◆ **PROBLEMAS A RESOLVER**:
**1)** Relacione as formas de violência enumeradas, no trecho sobre a Ditadura Militar, na frase que começa com "A violência vinha através de".
**2)** Segundo o trecho sobre a Ditadura Militar, em que ano Edson Teles visitou os pais no DOI-CODI?
**3)** Prossiga a redação do trecho sobre a Ditadura Militar a partir de sua última frase.

◆ **TRECHO FORNECIDO**:

┏━━

A Ditadura brasileira ainda viva – a cidadania torturada

Alexandre Haubrich, jornalista, editor do blog Jornalismo B (http://twitter.com/jornalismob / http://twitter.com/alexhaubrich)


Aos quatro anos de idade, Edson Teles entrou em um prédio na Rua Tutóia, no bairro do Paraíso, em São Paulo para encontrar os pais, que não via há alguns dias. Simpáticos nomes o da rua e o do bairro. Edson ouviu a voz da mãe chamando seu nome, mas, quando se virou, não reconheceu o rosto e o corpo que portavam aquela voz. Em seguida, encontrou o pai, em outra sala, sentado em uma cadeira aparentemente normal para uma criança. Mas havia cintas de couro nos braços da cadeira. Era 1972, e Edson visitava os pais no DOI-CODI, centro da repressão da Ditadura Militar brasileira. “Meu filho perguntou 'por que o pai é verde?' e minha filha perguntou por que eu estava azul”, contou anos atrás a mãe de Edson, Maria Amélia de Almeida Teles.

Na última semana, em um seminário em Porto Alegre, Edson desabafou: “me envergonho de ser brasileiro. Oferecemos o Brasil para ser paraíso dos torturadores. Se torturarem em nome do Estado, aqui são anistiados”. E Edson e sua irmã Janaína não são um caso raro. Muitas crianças viram seus pais serem torturados pelo Estado brasileiro que, entre 1964 e 1985, impôs a seus cidadãos o fim da cidadania e de qualquer possibilidade de dignidade. Socos e pontapés eram carinhos. A violência vinha através de choques elétricos por todo o corpo, afogamentos, fuzilamentos simulados. Homens e mulheres, muitas vezes nus, eram pendurados em paus-de-arara, humilhados de todas as formas, reduzidos a nada. E se Edson e Janaína não são um caso raro, e tampouco a tortura a que foram submetidos seus pais foi um caso raro, também não foi a tortura a única forma pela qual cidadãos brasileiros foram agredidos por seu próprio Estado.

Assassinatos e sequestros também eram comuns. Sim, hoje ainda são. Mas, naqueles anos, quem cometia esses crimes era o Estado, e os cometia como Estado, não apenas através de indivíduos que corrompiam as instituições. O Estado e seus agentes eram os criminosos, os assassinos, sequestradores, torturadores. Brasil nunca mais. Muitos cidadãos brasileiros foram obrigados a fugir do país. Deixaram para trás seu lugar e seus familiares, amigos, colegas. Deixaram para trás toda uma vida para começarem a construir outra longe daqui.

O silêncio, para os militares e civis que referendaram o Golpe de 1964, era a causa pela qual lutavam. Gritos? Permitidos apenas nas salas de tortura, e apenas gritos de dor. Parte significativa da imprensa apoiou a Ditadura de seu início até as portas de seu fim, quando percebeu que, ou abandonava o moribundo, ou morreria junto. A outra parte da imprensa, porém, a parte séria, viu muitos de seus representantes torturados, desaparecidos ou acuados. O fetiche do silêncio.

┗━━

◆ **ENTRADAS ARMAZENADAS**:
┏━━

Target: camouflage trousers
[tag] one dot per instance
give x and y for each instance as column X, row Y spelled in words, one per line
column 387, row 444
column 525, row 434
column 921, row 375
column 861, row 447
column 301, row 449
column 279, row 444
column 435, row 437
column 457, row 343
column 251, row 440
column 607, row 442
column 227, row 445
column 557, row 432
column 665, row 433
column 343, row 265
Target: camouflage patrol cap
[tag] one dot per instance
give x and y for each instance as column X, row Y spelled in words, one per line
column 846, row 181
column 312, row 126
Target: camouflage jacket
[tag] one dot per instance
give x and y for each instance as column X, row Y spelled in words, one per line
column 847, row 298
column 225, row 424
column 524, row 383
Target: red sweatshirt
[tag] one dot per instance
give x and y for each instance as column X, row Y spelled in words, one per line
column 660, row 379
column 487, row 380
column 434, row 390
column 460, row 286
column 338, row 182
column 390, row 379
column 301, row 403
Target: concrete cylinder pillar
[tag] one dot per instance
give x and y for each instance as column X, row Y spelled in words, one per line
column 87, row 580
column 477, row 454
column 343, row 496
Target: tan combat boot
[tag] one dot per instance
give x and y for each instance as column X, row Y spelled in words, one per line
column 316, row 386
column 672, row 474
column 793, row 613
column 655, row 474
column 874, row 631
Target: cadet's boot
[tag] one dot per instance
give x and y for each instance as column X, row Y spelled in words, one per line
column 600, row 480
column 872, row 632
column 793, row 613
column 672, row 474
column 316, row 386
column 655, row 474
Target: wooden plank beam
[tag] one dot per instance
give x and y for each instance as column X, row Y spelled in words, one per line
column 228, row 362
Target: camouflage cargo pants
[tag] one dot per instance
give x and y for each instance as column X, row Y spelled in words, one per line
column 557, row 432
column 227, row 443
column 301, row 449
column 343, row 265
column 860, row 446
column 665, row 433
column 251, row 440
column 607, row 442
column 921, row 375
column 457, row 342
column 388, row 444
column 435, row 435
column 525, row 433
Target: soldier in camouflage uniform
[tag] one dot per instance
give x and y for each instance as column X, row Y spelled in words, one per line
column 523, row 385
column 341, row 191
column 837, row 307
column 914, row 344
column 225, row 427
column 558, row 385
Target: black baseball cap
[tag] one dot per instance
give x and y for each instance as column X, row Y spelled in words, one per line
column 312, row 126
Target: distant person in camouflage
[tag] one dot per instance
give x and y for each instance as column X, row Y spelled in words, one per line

┗━━

◆ **RESPOSTAS DO EXERCÍCIO**:
**1)**
- choques elétricos por todo o corpo
- afogamentos
- fuzilamentos simulados

**2)** Em 1972.

**3)**
Derrubada a democracia que se aprofundava no governo João Goulart, os golpistas não queriam mais saber de política, apenas de poder. Um professor falando sobre política em aula poderia ser denunciado por um aluno como terrorista. A mesma coisa em conversas de bar ou de qualquer lugar. O risco de tortura, assassinato ou “desaparecimento” sempre iminente. Se antes a política já era afastada do povo, em 64 o Estado tirou do povo o direito de se aproximar da política.

Com a chamada “abertura democrática” da década de 1980, não acabou-se verdadeiramente com a Ditadura. Até hoje suas sobras contaminam a vida dos brasileiros. A herança da Idade das Trevas tupiniquim está no autoritarismo e na violência policial, na despolitização popular, na agressividade da direita, na ignorância, no conservadorismo moral preconceituoso, racista, machista e homofóbico. Esses resquícios sobrevivem também no imaginário demente de alguns políticos e alguns militares que anseiam pela reinstitucionalização de todos esses absurdos.

Continuam dominando importantes setores do país as pessoas que financiaram e apoiaram de diversas formas a Ditadura Militar. Grandes empresários, destacados políticos, graduados militares. Os donos da comunicação brasileira também entram nesse bolo. É por tudo isso que, enquanto nossos países vizinhos agem para limpar a sujeira deixada por suas respectivas ditaduras – sem varrer essa sujeira para baixo do tapete –, aqui o silêncio segue imposto.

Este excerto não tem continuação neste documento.